Saved entries →
_ _ _ _ _ _ _

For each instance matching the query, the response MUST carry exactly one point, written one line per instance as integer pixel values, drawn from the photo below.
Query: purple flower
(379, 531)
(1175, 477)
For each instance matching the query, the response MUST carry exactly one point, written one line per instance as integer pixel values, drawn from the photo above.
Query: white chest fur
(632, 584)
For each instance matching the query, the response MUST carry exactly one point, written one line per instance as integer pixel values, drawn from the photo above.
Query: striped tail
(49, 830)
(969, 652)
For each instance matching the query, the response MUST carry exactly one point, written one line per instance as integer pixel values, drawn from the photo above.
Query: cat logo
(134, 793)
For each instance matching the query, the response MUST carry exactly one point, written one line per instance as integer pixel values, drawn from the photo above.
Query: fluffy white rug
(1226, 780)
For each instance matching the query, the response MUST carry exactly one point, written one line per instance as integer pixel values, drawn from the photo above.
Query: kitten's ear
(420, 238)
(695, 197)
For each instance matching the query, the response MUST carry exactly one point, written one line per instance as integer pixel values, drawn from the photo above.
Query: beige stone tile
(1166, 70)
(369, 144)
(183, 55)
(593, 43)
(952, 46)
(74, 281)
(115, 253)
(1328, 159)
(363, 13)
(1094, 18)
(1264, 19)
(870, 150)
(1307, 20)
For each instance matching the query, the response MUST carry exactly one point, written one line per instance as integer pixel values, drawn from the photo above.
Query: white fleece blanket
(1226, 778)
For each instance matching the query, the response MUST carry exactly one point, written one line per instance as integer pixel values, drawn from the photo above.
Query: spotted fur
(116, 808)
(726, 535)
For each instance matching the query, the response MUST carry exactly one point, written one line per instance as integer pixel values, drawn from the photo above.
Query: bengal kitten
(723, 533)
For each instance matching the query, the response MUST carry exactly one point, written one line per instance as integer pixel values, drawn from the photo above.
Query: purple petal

_ _ _ _ _ _ _

What you should do →
Each entry above should be repeated exactly, with no line left out.

Reply →
For each instance matching the query, the response MUST carry exactly one point, written one line per instance as integer pixel values, drawn from the photo below.
Query: purple flower
(379, 531)
(1175, 477)
For each instance matching the query, the response MUST carry exactly one point, written one line per instance as integer pixel values, drawn from the photo above.
Query: white chest fur
(632, 584)
For each instance matching the query, the response MUST carry exactly one point, written one line per instance as integer pixel values, drawn from the photo above.
Query: striped tail
(49, 830)
(969, 652)
For each instance matching the query, the response MUST carry exactly one point, written one line per instance as integer pixel values, drawn from the photo above.
Query: cat logo
(134, 793)
For each instance matching the query, the response MUST carry exactly one point, written one line per instance as integer pixel values, drawn from the photo above.
Query: fluffy white rug
(1226, 780)
For each instance matching the query, the response MUST carry exactly one point, written one line per instance as integer pixel values, drawn from the photo above.
Query: kitten's ear
(420, 238)
(695, 197)
For each instance matching the query, the response MUST carry exactly one point, written one line per instance as integer pixel values, drawn from the photo above.
Query: beige stone tile
(1166, 70)
(369, 144)
(183, 55)
(593, 43)
(952, 46)
(74, 281)
(115, 253)
(1328, 159)
(363, 13)
(1094, 18)
(1264, 19)
(870, 150)
(1307, 20)
For each instance matching the query, the response MUST carry exactly one point, written one line per instance as integer pixel values, drawn from the photo above.
Query: white fleece blanket
(1226, 778)
For each instance matching the query, the response MUST carry exactly one point, written one line per instance as integer pixel values, drawn from the photo above.
Query: spotted fur
(116, 808)
(726, 535)
For each instance matching the query, the response MUST carry exactly one point, written one line per instance as integer pixel values, drawn from the photo above.
Query: bengal kitten
(723, 533)
For each instance matching the query, the response MUST carry exactly one point, written one line per instance as integer pixel values, drawn from the photo above.
Query: purple petal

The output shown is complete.